◆ **Directive**: Reproduce every one of the following records line for line, with no changes.

═══ Supplied data ═══

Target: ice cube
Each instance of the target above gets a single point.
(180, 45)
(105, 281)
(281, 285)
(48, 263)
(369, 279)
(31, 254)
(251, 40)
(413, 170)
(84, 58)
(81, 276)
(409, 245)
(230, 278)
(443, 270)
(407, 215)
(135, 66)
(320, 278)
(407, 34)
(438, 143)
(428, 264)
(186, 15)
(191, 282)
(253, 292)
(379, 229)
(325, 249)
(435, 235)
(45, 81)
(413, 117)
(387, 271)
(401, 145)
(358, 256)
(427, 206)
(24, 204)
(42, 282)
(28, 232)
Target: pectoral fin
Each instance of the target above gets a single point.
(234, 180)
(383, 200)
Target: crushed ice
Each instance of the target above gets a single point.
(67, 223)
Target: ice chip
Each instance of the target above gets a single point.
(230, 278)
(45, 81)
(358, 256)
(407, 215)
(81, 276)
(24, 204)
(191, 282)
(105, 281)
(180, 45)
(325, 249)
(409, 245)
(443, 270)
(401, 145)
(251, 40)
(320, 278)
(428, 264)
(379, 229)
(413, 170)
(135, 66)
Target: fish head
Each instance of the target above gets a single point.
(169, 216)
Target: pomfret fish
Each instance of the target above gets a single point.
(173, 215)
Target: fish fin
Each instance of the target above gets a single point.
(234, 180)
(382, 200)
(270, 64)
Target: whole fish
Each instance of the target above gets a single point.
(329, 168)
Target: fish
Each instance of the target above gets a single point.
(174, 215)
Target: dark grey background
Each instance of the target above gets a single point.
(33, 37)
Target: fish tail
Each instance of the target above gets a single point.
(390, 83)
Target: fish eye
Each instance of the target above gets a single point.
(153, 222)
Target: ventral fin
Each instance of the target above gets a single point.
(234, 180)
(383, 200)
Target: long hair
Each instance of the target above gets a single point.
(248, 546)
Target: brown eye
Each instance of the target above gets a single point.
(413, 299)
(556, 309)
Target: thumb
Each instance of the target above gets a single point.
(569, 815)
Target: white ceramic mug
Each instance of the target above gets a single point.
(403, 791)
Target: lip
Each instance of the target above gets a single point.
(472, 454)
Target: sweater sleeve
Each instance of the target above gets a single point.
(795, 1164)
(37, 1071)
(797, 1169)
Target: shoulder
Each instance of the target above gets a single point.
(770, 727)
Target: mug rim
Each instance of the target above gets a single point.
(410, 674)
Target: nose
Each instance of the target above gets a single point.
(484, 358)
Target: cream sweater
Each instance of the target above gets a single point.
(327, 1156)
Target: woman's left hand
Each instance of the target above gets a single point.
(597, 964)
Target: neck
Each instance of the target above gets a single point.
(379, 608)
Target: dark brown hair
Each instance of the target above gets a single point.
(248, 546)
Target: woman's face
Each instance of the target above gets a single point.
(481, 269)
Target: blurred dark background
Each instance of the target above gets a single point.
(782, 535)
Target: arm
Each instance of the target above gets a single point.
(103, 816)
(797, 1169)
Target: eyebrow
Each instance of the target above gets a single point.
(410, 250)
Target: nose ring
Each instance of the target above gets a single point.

═══

◆ **Solution to the problem**:
Target: ice cube
Each instance of the target above gets a single point.
(180, 45)
(105, 281)
(281, 285)
(48, 263)
(369, 279)
(31, 254)
(251, 40)
(413, 170)
(84, 58)
(81, 276)
(409, 245)
(230, 278)
(443, 270)
(407, 215)
(135, 66)
(320, 278)
(407, 34)
(438, 143)
(428, 264)
(186, 15)
(191, 282)
(253, 292)
(379, 229)
(325, 249)
(435, 235)
(45, 81)
(413, 117)
(387, 271)
(401, 145)
(358, 256)
(427, 206)
(24, 204)
(42, 282)
(28, 232)
Target: pectoral fin
Each instance of the target above gets a single point.
(234, 180)
(383, 200)
Target: crushed ice
Each instance of the target above gets a single point.
(67, 223)
Target: ice chip
Each instance of the target above gets a single point.
(230, 278)
(45, 81)
(358, 256)
(407, 215)
(81, 276)
(24, 204)
(191, 282)
(105, 281)
(180, 45)
(325, 249)
(409, 245)
(443, 270)
(401, 145)
(251, 40)
(320, 278)
(428, 264)
(379, 229)
(413, 170)
(135, 66)
Target: fish head
Each instance of the target above gets a single point.
(169, 216)
Target: pomfret fish
Each instance of the target above gets a single point.
(173, 215)
Target: fish fin
Each instance of the target above gets a single point.
(234, 180)
(382, 200)
(270, 64)
Target: whole fish
Each instance of the target above gets a single point.
(329, 168)
Target: fish
Each instance of the target above gets a single point.
(174, 215)
Target: dark grey background
Each instance of the target above gets a single point.
(33, 37)
Target: fish tail
Each instance of the target above gets a single point.
(390, 83)
Target: fish eye
Each instance of the target above gets a single point.
(153, 222)
Target: ventral fin
Each instance of the target above gets a single point.
(234, 180)
(383, 200)
Target: long hair
Each instance of the target above gets a single point.
(248, 546)
Target: brown eye
Each instance of the target above gets a single point.
(413, 299)
(556, 309)
Target: thumb
Each instance of the target above gets a single point.
(569, 815)
Target: white ceramic mug
Each instance of the target above gets a single point.
(403, 791)
Target: lip
Each instance of the target above gets a single point.
(472, 454)
Target: sweater sleeve
Each instance of the target above gets a single point.
(795, 1164)
(37, 1071)
(797, 1169)
Target: shoulder
Each instance of the target above gets a single point.
(770, 727)
Target: mug rim
Each instance of the target above gets a single point.
(410, 674)
Target: nose
Each instance of the target above gets a single point.
(484, 358)
Target: cream sweater
Each instance of the target above gets a single point.
(327, 1156)
Target: woman's left hand
Each instance of the target above gets a single point.
(597, 964)
Target: neck
Each instance of the target above gets a single point.
(379, 608)
Target: dark brown hair
Each instance of the target above gets a single point.
(248, 546)
Target: woman's face
Each instance of the target above gets a single point.
(481, 269)
Target: blurred dark background
Each instance of the target above gets a single point.
(782, 535)
Target: arm
Each instance of the target above gets a single point.
(103, 816)
(797, 1169)
Target: eyebrow
Each instance of the target above gets a single point.
(410, 250)
Target: nose ring
Each instance of the target above gets a single point.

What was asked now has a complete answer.